▶

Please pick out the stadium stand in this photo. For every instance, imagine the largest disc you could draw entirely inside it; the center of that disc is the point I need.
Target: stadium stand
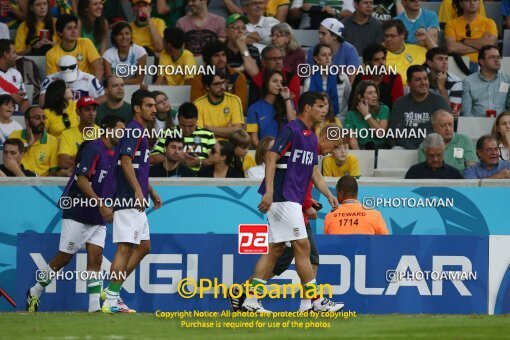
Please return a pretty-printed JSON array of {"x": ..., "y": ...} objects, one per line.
[
  {"x": 366, "y": 161},
  {"x": 176, "y": 94},
  {"x": 474, "y": 127}
]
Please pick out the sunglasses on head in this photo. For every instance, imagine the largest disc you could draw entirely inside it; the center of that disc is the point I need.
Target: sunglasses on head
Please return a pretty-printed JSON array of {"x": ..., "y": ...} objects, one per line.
[
  {"x": 70, "y": 67},
  {"x": 65, "y": 119}
]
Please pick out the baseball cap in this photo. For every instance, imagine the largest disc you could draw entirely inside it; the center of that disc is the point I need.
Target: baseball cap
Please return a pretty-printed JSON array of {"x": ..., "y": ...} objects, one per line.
[
  {"x": 234, "y": 17},
  {"x": 68, "y": 66},
  {"x": 334, "y": 26},
  {"x": 86, "y": 101}
]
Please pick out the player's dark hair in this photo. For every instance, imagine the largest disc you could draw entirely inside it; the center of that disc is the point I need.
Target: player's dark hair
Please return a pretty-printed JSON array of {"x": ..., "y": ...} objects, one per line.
[
  {"x": 187, "y": 110},
  {"x": 207, "y": 78},
  {"x": 110, "y": 121},
  {"x": 63, "y": 20},
  {"x": 5, "y": 46},
  {"x": 308, "y": 98},
  {"x": 398, "y": 24},
  {"x": 481, "y": 141},
  {"x": 211, "y": 48},
  {"x": 174, "y": 36},
  {"x": 6, "y": 99},
  {"x": 435, "y": 51},
  {"x": 54, "y": 98},
  {"x": 138, "y": 97},
  {"x": 279, "y": 103},
  {"x": 173, "y": 138},
  {"x": 16, "y": 142},
  {"x": 481, "y": 53},
  {"x": 371, "y": 50},
  {"x": 117, "y": 28},
  {"x": 348, "y": 185},
  {"x": 414, "y": 69}
]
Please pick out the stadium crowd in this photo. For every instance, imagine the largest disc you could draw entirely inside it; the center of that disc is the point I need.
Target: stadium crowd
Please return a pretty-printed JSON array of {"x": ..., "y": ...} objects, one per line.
[{"x": 94, "y": 48}]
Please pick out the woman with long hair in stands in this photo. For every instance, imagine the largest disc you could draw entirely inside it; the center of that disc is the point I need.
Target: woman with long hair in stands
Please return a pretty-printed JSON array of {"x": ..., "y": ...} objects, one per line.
[
  {"x": 337, "y": 87},
  {"x": 282, "y": 36},
  {"x": 36, "y": 35},
  {"x": 367, "y": 113},
  {"x": 59, "y": 108},
  {"x": 92, "y": 23},
  {"x": 259, "y": 171},
  {"x": 124, "y": 52},
  {"x": 240, "y": 140},
  {"x": 501, "y": 130},
  {"x": 267, "y": 115},
  {"x": 222, "y": 158}
]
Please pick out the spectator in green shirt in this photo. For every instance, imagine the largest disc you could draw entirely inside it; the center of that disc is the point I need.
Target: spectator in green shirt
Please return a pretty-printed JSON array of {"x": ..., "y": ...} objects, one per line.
[
  {"x": 459, "y": 150},
  {"x": 367, "y": 117}
]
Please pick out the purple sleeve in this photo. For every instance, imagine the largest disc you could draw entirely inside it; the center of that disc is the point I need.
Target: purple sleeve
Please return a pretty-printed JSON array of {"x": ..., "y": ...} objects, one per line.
[
  {"x": 88, "y": 162},
  {"x": 283, "y": 141}
]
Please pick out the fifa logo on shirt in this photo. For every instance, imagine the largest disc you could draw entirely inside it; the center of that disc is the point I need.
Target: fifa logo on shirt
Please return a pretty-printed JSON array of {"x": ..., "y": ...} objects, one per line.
[{"x": 306, "y": 157}]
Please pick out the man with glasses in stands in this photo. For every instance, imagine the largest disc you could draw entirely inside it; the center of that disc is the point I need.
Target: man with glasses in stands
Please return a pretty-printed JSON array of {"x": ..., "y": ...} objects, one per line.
[
  {"x": 468, "y": 33},
  {"x": 490, "y": 165}
]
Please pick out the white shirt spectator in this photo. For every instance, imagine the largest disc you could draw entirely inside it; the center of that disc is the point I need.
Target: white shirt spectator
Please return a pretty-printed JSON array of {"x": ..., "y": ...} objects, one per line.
[
  {"x": 112, "y": 56},
  {"x": 258, "y": 171},
  {"x": 85, "y": 85},
  {"x": 348, "y": 5}
]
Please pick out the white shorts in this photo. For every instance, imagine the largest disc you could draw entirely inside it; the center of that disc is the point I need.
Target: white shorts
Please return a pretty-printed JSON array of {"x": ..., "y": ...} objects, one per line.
[
  {"x": 286, "y": 222},
  {"x": 75, "y": 235},
  {"x": 130, "y": 226}
]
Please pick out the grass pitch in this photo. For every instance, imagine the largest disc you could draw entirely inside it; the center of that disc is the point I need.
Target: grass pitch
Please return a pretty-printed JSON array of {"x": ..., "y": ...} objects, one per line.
[{"x": 148, "y": 326}]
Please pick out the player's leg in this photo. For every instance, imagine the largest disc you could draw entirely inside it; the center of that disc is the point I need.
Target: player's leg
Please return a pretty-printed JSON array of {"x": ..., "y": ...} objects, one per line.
[
  {"x": 251, "y": 303},
  {"x": 139, "y": 253},
  {"x": 127, "y": 228},
  {"x": 70, "y": 243},
  {"x": 95, "y": 246}
]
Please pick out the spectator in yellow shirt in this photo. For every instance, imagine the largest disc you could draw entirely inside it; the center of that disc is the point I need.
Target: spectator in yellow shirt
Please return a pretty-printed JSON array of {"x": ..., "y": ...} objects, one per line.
[
  {"x": 218, "y": 110},
  {"x": 400, "y": 54},
  {"x": 71, "y": 139},
  {"x": 82, "y": 49},
  {"x": 180, "y": 61},
  {"x": 59, "y": 108},
  {"x": 41, "y": 153},
  {"x": 147, "y": 31},
  {"x": 351, "y": 217},
  {"x": 468, "y": 33},
  {"x": 341, "y": 163},
  {"x": 36, "y": 35}
]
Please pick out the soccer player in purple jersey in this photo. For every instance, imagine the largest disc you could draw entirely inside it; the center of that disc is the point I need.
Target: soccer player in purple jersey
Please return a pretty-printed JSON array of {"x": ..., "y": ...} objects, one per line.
[
  {"x": 130, "y": 224},
  {"x": 290, "y": 166},
  {"x": 84, "y": 224}
]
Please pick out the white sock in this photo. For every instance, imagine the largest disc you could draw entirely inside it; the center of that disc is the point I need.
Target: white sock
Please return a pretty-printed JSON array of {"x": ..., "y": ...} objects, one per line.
[
  {"x": 306, "y": 304},
  {"x": 94, "y": 302},
  {"x": 38, "y": 288}
]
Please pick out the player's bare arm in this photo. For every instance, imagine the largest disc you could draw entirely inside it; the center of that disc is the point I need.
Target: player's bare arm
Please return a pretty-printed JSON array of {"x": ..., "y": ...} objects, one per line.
[
  {"x": 320, "y": 184},
  {"x": 126, "y": 162},
  {"x": 155, "y": 197},
  {"x": 270, "y": 161}
]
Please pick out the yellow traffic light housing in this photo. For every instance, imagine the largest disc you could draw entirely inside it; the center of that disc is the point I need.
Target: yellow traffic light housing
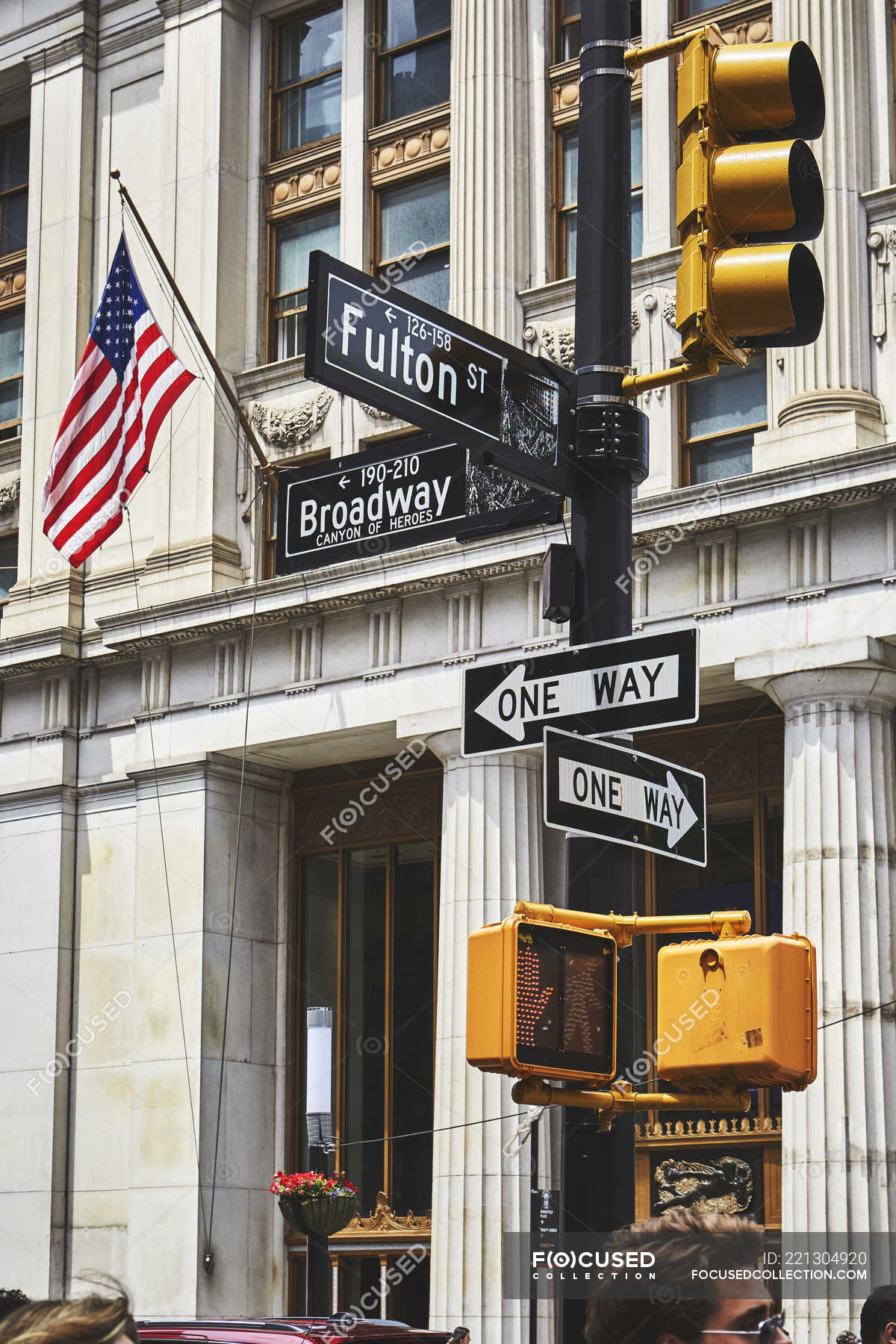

◀

_ACTION ITEM:_
Set down the lines from the one containing "Target: white sock" through the last line of the records above, both included, exactly as they appear and with no other text. Pictures should not be set down.

_EXPECTED ANSWER:_
Target: white sock
Please return a pretty-printed JSON array of {"x": ..., "y": ...} objects, one per line.
[
  {"x": 306, "y": 304},
  {"x": 94, "y": 302},
  {"x": 38, "y": 288}
]
Please pick out the player's bare arm in this photo. For every instance, imagine the largest disc you could draw entirely inside it; the center of that disc is the point I need.
Target: player's bare arm
Please return a pretty-printed JSON array of {"x": ..., "y": ...} objects, one per line.
[
  {"x": 320, "y": 184},
  {"x": 126, "y": 162},
  {"x": 155, "y": 197},
  {"x": 270, "y": 161}
]
Please pick out the yellow traffic light housing in this photo. For every instance, imagine the largest disc you could draw entirely inside it; the center of that disc is the point I need.
Target: yellow traffic light housing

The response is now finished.